#### Material supplied:
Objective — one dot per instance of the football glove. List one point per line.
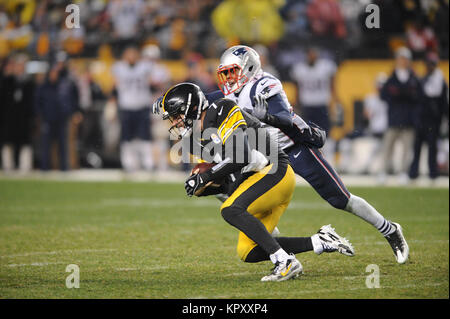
(260, 107)
(315, 136)
(157, 105)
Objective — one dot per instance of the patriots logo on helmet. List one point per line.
(239, 52)
(267, 89)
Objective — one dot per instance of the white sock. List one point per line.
(358, 206)
(279, 256)
(317, 244)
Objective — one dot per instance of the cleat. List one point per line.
(275, 232)
(291, 268)
(332, 242)
(398, 244)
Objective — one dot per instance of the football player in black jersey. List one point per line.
(260, 186)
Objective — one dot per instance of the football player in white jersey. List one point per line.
(132, 91)
(242, 80)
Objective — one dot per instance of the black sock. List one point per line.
(292, 245)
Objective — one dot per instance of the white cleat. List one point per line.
(398, 244)
(332, 241)
(291, 268)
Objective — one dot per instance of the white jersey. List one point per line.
(377, 111)
(132, 84)
(314, 82)
(267, 84)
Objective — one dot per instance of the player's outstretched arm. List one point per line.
(272, 111)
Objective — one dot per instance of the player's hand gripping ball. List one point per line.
(195, 185)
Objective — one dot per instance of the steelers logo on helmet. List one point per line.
(238, 65)
(182, 104)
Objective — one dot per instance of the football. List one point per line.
(201, 167)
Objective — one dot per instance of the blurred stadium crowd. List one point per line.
(59, 110)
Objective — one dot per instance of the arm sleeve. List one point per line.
(278, 113)
(234, 139)
(238, 149)
(213, 96)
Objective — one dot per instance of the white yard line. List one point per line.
(57, 252)
(327, 291)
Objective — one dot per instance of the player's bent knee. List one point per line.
(229, 213)
(243, 249)
(339, 202)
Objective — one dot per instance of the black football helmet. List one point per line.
(182, 104)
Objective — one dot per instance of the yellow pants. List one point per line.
(266, 197)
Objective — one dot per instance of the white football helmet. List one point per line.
(238, 65)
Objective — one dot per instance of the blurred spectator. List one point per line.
(264, 56)
(316, 91)
(421, 38)
(198, 72)
(294, 13)
(403, 93)
(376, 113)
(92, 101)
(248, 21)
(132, 86)
(315, 80)
(125, 16)
(17, 113)
(160, 79)
(56, 101)
(431, 114)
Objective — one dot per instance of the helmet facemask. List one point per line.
(184, 115)
(238, 66)
(231, 78)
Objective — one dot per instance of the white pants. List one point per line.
(406, 138)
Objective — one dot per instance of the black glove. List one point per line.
(315, 136)
(156, 107)
(260, 107)
(194, 184)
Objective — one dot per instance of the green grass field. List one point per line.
(148, 240)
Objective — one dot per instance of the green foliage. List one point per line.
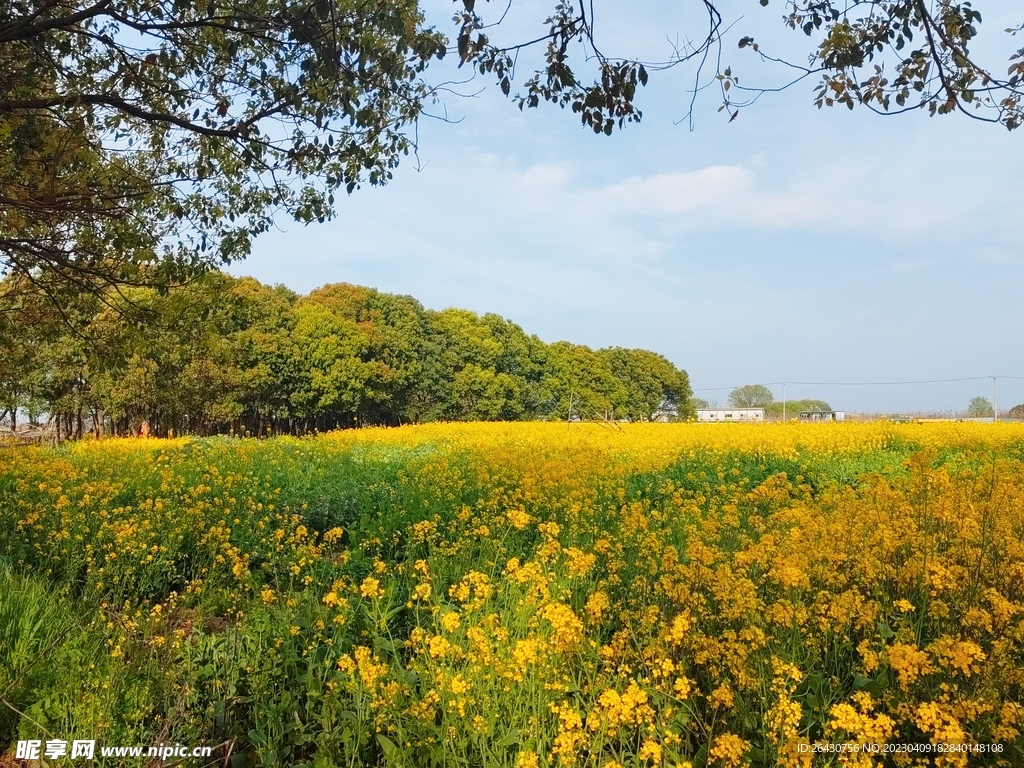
(751, 395)
(224, 354)
(793, 408)
(980, 408)
(146, 139)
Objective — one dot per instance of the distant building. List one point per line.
(822, 415)
(730, 414)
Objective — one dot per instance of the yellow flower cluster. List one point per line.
(582, 594)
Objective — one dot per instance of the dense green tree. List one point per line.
(793, 408)
(224, 354)
(980, 408)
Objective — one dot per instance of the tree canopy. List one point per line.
(980, 408)
(751, 395)
(225, 354)
(144, 141)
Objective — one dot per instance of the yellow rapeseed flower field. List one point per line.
(529, 594)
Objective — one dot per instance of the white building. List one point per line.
(730, 414)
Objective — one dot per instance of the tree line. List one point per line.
(223, 354)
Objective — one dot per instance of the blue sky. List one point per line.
(790, 245)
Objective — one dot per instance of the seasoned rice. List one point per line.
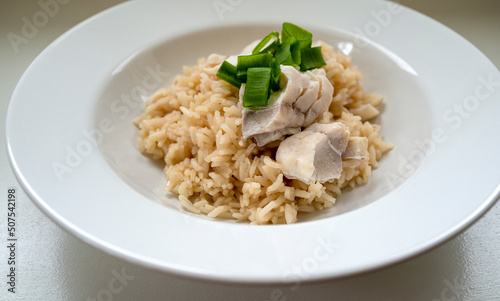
(194, 125)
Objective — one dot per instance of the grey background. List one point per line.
(53, 265)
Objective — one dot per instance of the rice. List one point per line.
(194, 125)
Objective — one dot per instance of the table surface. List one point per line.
(54, 265)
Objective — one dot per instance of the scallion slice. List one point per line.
(227, 72)
(311, 58)
(284, 54)
(275, 74)
(303, 40)
(265, 41)
(249, 61)
(261, 71)
(257, 87)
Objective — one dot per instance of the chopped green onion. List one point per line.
(291, 30)
(275, 74)
(283, 53)
(302, 36)
(311, 58)
(261, 70)
(257, 87)
(249, 61)
(265, 41)
(227, 72)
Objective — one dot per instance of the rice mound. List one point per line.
(194, 125)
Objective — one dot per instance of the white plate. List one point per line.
(72, 144)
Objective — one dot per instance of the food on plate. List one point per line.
(262, 136)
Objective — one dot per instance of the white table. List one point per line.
(53, 265)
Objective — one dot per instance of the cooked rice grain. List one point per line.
(194, 125)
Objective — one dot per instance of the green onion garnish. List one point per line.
(261, 70)
(284, 54)
(311, 58)
(249, 61)
(265, 41)
(227, 72)
(257, 87)
(275, 74)
(303, 39)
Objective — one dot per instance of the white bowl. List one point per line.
(72, 143)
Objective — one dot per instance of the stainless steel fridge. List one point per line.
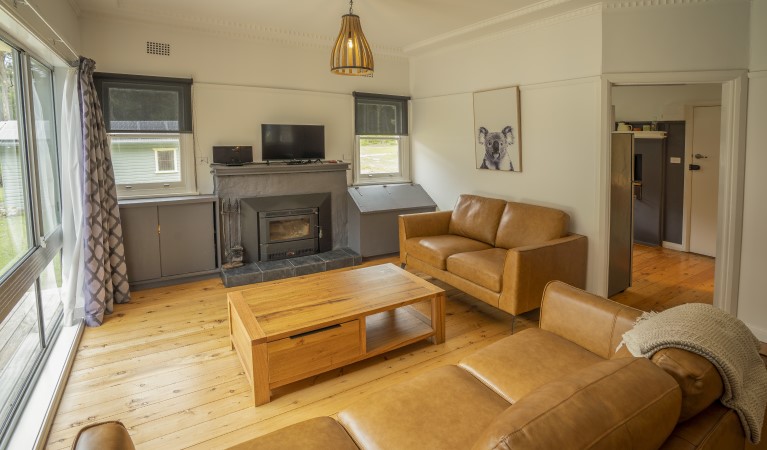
(622, 188)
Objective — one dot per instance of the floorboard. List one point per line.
(162, 364)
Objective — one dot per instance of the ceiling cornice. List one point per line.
(228, 29)
(482, 25)
(76, 7)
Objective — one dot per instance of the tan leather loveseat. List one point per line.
(500, 252)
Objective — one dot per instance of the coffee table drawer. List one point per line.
(307, 353)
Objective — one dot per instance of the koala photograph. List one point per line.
(496, 127)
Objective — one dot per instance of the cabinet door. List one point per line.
(187, 238)
(142, 243)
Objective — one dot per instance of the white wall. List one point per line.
(661, 103)
(682, 37)
(752, 302)
(241, 82)
(560, 120)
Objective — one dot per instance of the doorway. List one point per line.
(675, 170)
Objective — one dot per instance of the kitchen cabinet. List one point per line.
(169, 239)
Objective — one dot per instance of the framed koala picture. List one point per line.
(496, 130)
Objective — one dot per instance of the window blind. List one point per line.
(380, 115)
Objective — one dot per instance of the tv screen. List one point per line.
(280, 142)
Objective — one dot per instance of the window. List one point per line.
(149, 122)
(165, 160)
(382, 148)
(30, 227)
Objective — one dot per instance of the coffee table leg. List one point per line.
(261, 391)
(438, 317)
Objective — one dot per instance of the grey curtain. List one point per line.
(106, 277)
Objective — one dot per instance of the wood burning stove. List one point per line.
(288, 233)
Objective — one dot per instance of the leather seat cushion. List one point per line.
(522, 224)
(614, 404)
(434, 250)
(314, 434)
(519, 364)
(477, 217)
(484, 267)
(442, 408)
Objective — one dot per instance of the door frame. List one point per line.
(732, 158)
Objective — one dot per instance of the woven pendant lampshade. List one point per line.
(351, 53)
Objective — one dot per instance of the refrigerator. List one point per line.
(622, 188)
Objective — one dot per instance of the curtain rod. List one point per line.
(57, 38)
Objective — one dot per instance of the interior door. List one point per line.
(704, 174)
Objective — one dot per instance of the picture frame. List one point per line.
(497, 137)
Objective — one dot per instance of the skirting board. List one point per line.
(673, 246)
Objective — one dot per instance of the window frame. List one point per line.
(366, 129)
(401, 176)
(25, 274)
(185, 166)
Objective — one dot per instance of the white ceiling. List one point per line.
(395, 25)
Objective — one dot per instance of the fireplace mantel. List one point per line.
(219, 170)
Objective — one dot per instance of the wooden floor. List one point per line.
(162, 364)
(665, 278)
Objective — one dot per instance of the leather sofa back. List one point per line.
(593, 322)
(477, 217)
(522, 224)
(620, 403)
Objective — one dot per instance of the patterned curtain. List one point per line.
(106, 277)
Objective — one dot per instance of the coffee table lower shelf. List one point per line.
(270, 364)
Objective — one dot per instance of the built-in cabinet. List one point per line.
(169, 239)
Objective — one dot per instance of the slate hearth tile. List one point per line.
(356, 256)
(276, 270)
(246, 274)
(305, 265)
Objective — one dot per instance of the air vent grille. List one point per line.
(157, 48)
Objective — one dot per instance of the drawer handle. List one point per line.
(319, 330)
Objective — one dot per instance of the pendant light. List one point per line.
(351, 53)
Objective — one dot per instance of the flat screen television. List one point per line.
(292, 142)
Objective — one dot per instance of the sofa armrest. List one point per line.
(593, 322)
(528, 269)
(421, 224)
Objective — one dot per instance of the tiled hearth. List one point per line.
(286, 268)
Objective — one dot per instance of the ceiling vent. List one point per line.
(157, 48)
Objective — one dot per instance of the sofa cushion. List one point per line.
(443, 408)
(522, 224)
(314, 434)
(615, 404)
(434, 250)
(699, 380)
(477, 217)
(484, 267)
(517, 365)
(103, 436)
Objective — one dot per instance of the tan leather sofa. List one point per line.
(559, 386)
(500, 252)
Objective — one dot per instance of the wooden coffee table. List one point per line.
(289, 330)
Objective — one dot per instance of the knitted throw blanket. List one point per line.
(722, 339)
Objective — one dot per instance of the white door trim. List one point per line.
(731, 169)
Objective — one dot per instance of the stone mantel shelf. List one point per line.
(275, 168)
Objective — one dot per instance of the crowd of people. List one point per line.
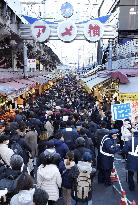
(51, 151)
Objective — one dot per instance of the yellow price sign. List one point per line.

#### Given problem:
Could you reproduce word for word the entries above, from the line containing "Objective — one dot per instance of the ceiling vent." through the end of the entries, with both of those lines included? Please leave the pictures out of your copy.

#### Problem solution:
Objective — one dot per instance of the ceiling vent. List one point per line.
(157, 48)
Objective — one dot per instance of the sofa cushion. List one point per line.
(443, 408)
(522, 224)
(314, 434)
(615, 404)
(434, 250)
(699, 380)
(477, 217)
(484, 267)
(517, 365)
(103, 436)
Objective — one dot per instance of the tan leather sofa. List one point per line.
(559, 386)
(500, 252)
Objective — one dot per instance of the wooden coffee table. List one point per line.
(289, 330)
Objective — one dot per instance of the knitted throw blanket. List one point per line.
(722, 339)
Objective — one dot per instance of the white door trim. List one point per line.
(731, 169)
Objective — one dot per instance of the stone mantel shelf. List one point per line.
(275, 168)
Objective — one dot per instance of the crowd of people. List one point per line.
(51, 151)
Objective — one dot per instance of the yellow price sign. List one point per line.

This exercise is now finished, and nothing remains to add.